**WRITTEN EXERCISE:** Copy all of the data below line for line, changing no character.

○ ○ ○ ○

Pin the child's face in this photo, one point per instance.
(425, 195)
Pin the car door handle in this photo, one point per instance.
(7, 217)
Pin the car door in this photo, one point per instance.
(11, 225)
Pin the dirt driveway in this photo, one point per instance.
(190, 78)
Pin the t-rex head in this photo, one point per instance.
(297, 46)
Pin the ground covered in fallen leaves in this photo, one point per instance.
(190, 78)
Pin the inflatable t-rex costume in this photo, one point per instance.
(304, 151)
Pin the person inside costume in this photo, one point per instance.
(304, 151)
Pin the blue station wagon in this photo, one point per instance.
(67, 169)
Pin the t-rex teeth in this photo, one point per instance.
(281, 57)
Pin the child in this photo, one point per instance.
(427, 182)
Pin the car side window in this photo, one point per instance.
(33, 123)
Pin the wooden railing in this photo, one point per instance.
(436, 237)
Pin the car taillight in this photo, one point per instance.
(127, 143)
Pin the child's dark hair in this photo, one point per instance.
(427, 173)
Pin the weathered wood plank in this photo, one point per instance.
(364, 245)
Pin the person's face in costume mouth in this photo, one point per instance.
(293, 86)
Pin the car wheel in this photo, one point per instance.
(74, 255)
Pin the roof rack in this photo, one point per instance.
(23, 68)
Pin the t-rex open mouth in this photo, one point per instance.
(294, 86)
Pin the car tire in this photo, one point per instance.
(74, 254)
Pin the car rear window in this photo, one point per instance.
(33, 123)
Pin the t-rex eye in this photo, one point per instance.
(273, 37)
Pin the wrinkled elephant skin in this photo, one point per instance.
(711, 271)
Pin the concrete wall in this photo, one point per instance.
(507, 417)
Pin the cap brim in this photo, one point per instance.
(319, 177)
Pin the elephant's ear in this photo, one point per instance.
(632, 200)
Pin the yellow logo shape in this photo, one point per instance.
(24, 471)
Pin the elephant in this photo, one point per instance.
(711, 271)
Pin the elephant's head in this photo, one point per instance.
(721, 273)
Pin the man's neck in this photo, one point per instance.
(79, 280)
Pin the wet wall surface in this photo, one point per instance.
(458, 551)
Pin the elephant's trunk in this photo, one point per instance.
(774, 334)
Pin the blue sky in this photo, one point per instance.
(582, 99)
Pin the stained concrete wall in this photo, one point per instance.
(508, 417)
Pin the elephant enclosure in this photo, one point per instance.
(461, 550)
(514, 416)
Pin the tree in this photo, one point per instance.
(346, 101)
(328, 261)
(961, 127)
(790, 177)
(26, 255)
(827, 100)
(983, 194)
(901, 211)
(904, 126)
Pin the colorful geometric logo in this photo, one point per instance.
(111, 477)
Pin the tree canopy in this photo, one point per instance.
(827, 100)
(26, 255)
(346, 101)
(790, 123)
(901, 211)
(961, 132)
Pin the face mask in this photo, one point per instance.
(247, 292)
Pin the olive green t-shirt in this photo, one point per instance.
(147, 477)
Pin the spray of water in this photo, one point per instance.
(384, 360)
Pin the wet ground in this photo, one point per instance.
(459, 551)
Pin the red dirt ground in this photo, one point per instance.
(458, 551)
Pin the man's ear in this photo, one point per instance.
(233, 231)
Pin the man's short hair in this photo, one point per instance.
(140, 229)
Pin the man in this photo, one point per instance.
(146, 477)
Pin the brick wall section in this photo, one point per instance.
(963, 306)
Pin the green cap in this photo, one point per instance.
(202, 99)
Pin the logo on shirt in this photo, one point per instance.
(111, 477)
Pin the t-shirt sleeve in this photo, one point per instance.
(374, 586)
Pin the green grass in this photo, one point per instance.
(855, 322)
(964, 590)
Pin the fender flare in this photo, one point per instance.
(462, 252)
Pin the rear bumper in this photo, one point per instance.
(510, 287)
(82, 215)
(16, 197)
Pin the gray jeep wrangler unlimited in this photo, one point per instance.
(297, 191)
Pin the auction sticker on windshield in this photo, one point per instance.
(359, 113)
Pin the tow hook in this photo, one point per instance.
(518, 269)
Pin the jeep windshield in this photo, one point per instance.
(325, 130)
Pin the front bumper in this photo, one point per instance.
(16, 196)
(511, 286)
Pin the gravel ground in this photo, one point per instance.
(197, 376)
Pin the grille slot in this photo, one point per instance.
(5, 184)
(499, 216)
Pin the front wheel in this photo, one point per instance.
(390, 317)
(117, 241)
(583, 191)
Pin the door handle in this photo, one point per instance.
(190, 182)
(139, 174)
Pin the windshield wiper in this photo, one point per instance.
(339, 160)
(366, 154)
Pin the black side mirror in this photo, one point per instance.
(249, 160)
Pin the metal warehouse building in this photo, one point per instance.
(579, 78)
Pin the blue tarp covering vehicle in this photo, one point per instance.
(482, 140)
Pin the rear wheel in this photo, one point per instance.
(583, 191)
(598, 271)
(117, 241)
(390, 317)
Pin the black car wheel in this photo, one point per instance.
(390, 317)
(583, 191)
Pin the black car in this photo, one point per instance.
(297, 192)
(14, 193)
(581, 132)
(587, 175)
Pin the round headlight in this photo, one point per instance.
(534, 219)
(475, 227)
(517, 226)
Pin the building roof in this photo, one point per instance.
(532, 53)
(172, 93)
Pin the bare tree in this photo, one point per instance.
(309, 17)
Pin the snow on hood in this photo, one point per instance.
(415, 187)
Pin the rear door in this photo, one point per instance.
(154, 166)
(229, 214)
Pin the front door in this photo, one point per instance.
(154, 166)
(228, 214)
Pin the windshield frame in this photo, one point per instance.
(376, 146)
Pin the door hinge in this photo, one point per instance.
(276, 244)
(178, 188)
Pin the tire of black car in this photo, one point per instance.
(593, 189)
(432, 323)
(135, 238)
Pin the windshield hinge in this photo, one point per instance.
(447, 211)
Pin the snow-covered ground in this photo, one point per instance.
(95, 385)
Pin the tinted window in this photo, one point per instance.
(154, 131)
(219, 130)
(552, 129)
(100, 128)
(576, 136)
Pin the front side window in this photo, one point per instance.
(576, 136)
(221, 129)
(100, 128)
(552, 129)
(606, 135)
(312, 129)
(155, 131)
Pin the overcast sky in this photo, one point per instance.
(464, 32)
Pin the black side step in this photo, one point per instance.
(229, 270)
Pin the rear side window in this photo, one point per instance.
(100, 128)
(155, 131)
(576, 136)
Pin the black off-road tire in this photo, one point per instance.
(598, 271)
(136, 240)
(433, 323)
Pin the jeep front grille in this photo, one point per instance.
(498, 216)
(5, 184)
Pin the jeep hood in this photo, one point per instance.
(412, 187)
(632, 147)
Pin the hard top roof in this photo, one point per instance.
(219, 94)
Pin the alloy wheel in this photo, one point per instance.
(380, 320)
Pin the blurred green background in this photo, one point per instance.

○ ○ ○ ○

**WRITTEN ANSWER:**
Pin the child's face in this photo, one point per instance.
(425, 195)
Pin the car door handle in this photo, one point per instance.
(7, 217)
Pin the car door in this photo, one point per instance.
(11, 225)
Pin the dirt driveway in this photo, one point per instance.
(190, 78)
Pin the t-rex head in this photo, one point per instance.
(297, 46)
Pin the ground covered in fallen leaves in this photo, one point per instance.
(190, 78)
Pin the inflatable t-rex costume in this photo, one point per instance.
(304, 151)
Pin the person inside costume in this photo, one point per instance.
(304, 151)
Pin the blue station wagon in this photo, one point per instance.
(67, 169)
Pin the t-rex teeth in this photo, one point per instance.
(281, 57)
Pin the child in this photo, one point per instance.
(427, 182)
Pin the car side window in this photo, one point per instance.
(33, 123)
Pin the wooden railing in this photo, one point per instance.
(436, 237)
Pin the car taillight in this photo, one point per instance.
(127, 143)
Pin the child's dark hair in this photo, one point per instance.
(427, 173)
Pin the weathered wood plank in this photo, one point per instance.
(364, 245)
Pin the person's face in costume mouth in this photo, one point per instance.
(293, 86)
Pin the car wheel in this photo, one point per instance.
(74, 255)
Pin the roof rack in this photo, one point per instance.
(23, 68)
Pin the t-rex open mouth in this photo, one point per instance.
(294, 86)
Pin the car tire in this photo, one point per instance.
(74, 254)
Pin the car rear window in this photo, one point per instance.
(33, 123)
Pin the t-rex eye in this photo, one point per instance.
(273, 37)
Pin the wrinkled elephant skin in this photo, one point per instance.
(711, 271)
Pin the concrete wall in this photo, one point per instance.
(507, 417)
Pin the cap brim in this photo, one point per instance.
(319, 177)
Pin the elephant's ear in this photo, one point per instance.
(632, 200)
Pin the yellow logo shape in this photo, one point per instance.
(24, 471)
Pin the elephant in this photo, one point per instance.
(711, 271)
Pin the elephant's head in this photo, one point per instance.
(721, 273)
Pin the man's neck in this photo, one point per instance.
(79, 280)
Pin the wet wall surface in this photo, one point per instance.
(458, 551)
Pin the elephant's trunk in this photo, one point per instance.
(774, 334)
Pin the blue sky in this photo, one point per instance.
(582, 99)
Pin the stained concrete wall in this photo, one point per instance.
(508, 417)
Pin the elephant enclosure in this photo, one point per instance.
(461, 550)
(514, 416)
Pin the tree in this photo, one point per instance.
(346, 101)
(328, 261)
(961, 127)
(790, 177)
(26, 255)
(827, 100)
(983, 194)
(901, 211)
(904, 126)
Pin the colorful geometric logo in this photo, one point per instance.
(111, 477)
Pin the tree canopy in this photo, one point per instance.
(827, 100)
(26, 255)
(346, 101)
(790, 123)
(901, 211)
(961, 132)
Pin the face mask in this photo, one point per instance.
(247, 292)
Pin the olive green t-shirt in this photo, one point per instance.
(147, 477)
Pin the spray of water in this photo, one point per instance.
(384, 360)
Pin the wet ground in this photo, one point per instance.
(459, 551)
Pin the red dirt ground in this photo, one point per instance.
(458, 551)
Pin the man's ear in this photo, one point per instance.
(233, 231)
Pin the man's short hair in this photo, one point per instance.
(140, 229)
Pin the man in this photo, one point per instance.
(146, 477)
Pin the brick wall section in this photo, one point per instance.
(963, 306)
Pin the green cap in this photo, one point per instance.
(202, 99)
Pin the logo on shirt in this photo, one point per instance.
(111, 477)
Pin the t-shirt sleeve in this photo, one point per instance.
(374, 586)
Pin the green grass in this photo, one point per instance.
(855, 322)
(964, 590)
Pin the fender flare in this photo, one point per instance.
(462, 252)
Pin the rear bumper in this photo, one point per instance.
(510, 287)
(82, 215)
(16, 197)
Pin the gray jeep wrangler unlimited in this photo, one point per instance.
(297, 191)
Pin the auction sticker on windshield in this photo, one point per instance.
(359, 113)
Pin the tow hook in this photo, one point per instance.
(518, 269)
Pin the jeep windshield in this photo, one point per instance.
(325, 130)
Pin the front bumper in this photo, one point per instance.
(16, 196)
(511, 286)
Pin the gravel ground in this photo, one point per instance.
(197, 376)
Pin the grille slot in this photo, one point per instance.
(5, 184)
(499, 216)
Pin the front wheel in this photo, one point per instance.
(390, 317)
(117, 241)
(583, 191)
Pin the door handle in this photo, one point per instance.
(190, 182)
(139, 174)
Pin the windshield wiper in this photo, one point per instance.
(339, 160)
(366, 154)
Pin the black side mirror in this photo, one point per instance.
(249, 160)
Pin the metal warehouse building in this photo, one point per instance.
(579, 78)
Pin the blue tarp covering vehicle in this photo, one point per instance.
(482, 140)
Pin the rear wheel in this photo, one point per instance.
(583, 191)
(598, 271)
(117, 241)
(390, 317)
Pin the black car wheel in this photo, one point per instance.
(390, 317)
(583, 191)
Pin the black car in this photo, one point per instance.
(297, 192)
(14, 193)
(581, 132)
(587, 175)
Pin the round headlight in this photo, one point per instance.
(534, 219)
(475, 227)
(517, 226)
Pin the building roof in this photo, one point per instance.
(532, 53)
(172, 93)
Pin the bare tree in this photo, one point per instance.
(309, 17)
Pin the snow on hood in this photo, one point per instance.
(415, 187)
Pin the rear door in this photo, one point per instance.
(154, 166)
(229, 214)
Pin the front door in this photo, one point per instance.
(154, 166)
(228, 214)
Pin the windshield frame in this photo, one point per instance.
(376, 146)
Pin the door hinge in this photo, one point per instance.
(276, 244)
(178, 188)
Pin the tire of black car in this photo, one point per instance.
(593, 189)
(432, 323)
(135, 238)
Pin the windshield hinge in this photo, one point per instance.
(447, 211)
Pin the snow-covered ground in this photo, one point per instance.
(95, 385)
Pin the tinted window in this photo, one point per instance.
(154, 131)
(219, 130)
(552, 129)
(100, 128)
(576, 136)
Pin the front side window in this photo, one point per instance.
(576, 136)
(221, 129)
(100, 128)
(552, 129)
(606, 135)
(312, 129)
(155, 131)
Pin the overcast sky in this photo, one point per instance.
(464, 32)
Pin the black side step in this photo, one point per instance.
(229, 270)
Pin the rear side window in this photo, one point per instance.
(100, 128)
(155, 131)
(576, 136)
Pin the black off-road tire in this photo, one point per instance.
(598, 271)
(136, 240)
(433, 323)
Pin the jeep front grille in this photo, one point per instance.
(498, 216)
(5, 184)
Pin the jeep hood in this photo, one point per instance.
(412, 187)
(632, 147)
Pin the hard top roof in this photo, one point per instance.
(219, 94)
Pin the alloy wheel in this photo, one point per instance.
(380, 320)
Pin the blurred green background in this photo, one point per instance.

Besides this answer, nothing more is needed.